▶ [Task details]:
Nothing but the lines from the line with "of the snowbank" through the end of the data is to be copied, and each is to be copied exactly.

▶ [Provided material]:
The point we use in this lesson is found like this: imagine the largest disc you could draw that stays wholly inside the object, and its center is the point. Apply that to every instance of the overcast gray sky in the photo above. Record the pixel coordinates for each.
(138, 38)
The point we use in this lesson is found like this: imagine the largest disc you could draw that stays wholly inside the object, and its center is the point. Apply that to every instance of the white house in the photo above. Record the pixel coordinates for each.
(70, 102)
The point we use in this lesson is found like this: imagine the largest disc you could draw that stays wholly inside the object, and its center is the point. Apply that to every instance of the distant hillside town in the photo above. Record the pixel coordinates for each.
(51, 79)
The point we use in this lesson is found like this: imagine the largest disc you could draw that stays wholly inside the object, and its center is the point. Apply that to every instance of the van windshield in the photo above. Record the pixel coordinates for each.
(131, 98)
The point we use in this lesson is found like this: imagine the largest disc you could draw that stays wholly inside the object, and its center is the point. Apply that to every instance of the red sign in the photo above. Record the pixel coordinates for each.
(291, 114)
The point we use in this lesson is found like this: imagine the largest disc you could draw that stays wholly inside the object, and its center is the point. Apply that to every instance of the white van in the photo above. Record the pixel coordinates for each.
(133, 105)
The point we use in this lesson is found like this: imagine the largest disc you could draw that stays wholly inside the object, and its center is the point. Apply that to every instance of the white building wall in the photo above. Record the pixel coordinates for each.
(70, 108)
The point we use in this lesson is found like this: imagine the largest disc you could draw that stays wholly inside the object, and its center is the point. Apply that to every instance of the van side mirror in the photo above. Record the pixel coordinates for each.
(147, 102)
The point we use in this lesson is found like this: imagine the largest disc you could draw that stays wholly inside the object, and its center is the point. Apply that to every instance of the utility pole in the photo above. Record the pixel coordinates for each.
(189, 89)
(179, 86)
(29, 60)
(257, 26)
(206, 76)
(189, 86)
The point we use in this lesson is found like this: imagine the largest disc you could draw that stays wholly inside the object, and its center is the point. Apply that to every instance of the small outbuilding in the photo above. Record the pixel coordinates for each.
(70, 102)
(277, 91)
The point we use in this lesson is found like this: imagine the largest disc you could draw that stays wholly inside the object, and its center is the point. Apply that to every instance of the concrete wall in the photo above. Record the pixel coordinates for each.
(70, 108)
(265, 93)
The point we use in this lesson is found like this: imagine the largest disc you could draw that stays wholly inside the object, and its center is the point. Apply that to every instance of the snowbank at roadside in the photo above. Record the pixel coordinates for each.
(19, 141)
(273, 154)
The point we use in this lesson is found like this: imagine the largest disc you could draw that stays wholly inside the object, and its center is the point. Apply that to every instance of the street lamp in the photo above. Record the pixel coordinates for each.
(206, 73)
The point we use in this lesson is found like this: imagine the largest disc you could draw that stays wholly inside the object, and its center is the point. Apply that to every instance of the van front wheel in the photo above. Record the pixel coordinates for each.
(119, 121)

▶ [Expected output]:
The point we use in this lesson is found like this: imagine the largest disc you could draw that stays wholly inside the object, and its center is the point. Apply that to every instance of the snowbank at roadside in the photo above. Record the pixel coordinates for each.
(19, 141)
(273, 154)
The point we use in this lesson is found like this: imagine the largest disc you could draw that stays wholly inside the object, and its center is the point. Apply that to every instance of the street lamp in the photo above. Record the pixel coordinates for each.
(206, 73)
The point we use in this lesson is found like this: imagine the largest disc you could draw that stays wholly inside the object, and its center is the point. Apply that to every instance of the van front wheel in the photo above. Record the pixel coordinates for each.
(119, 121)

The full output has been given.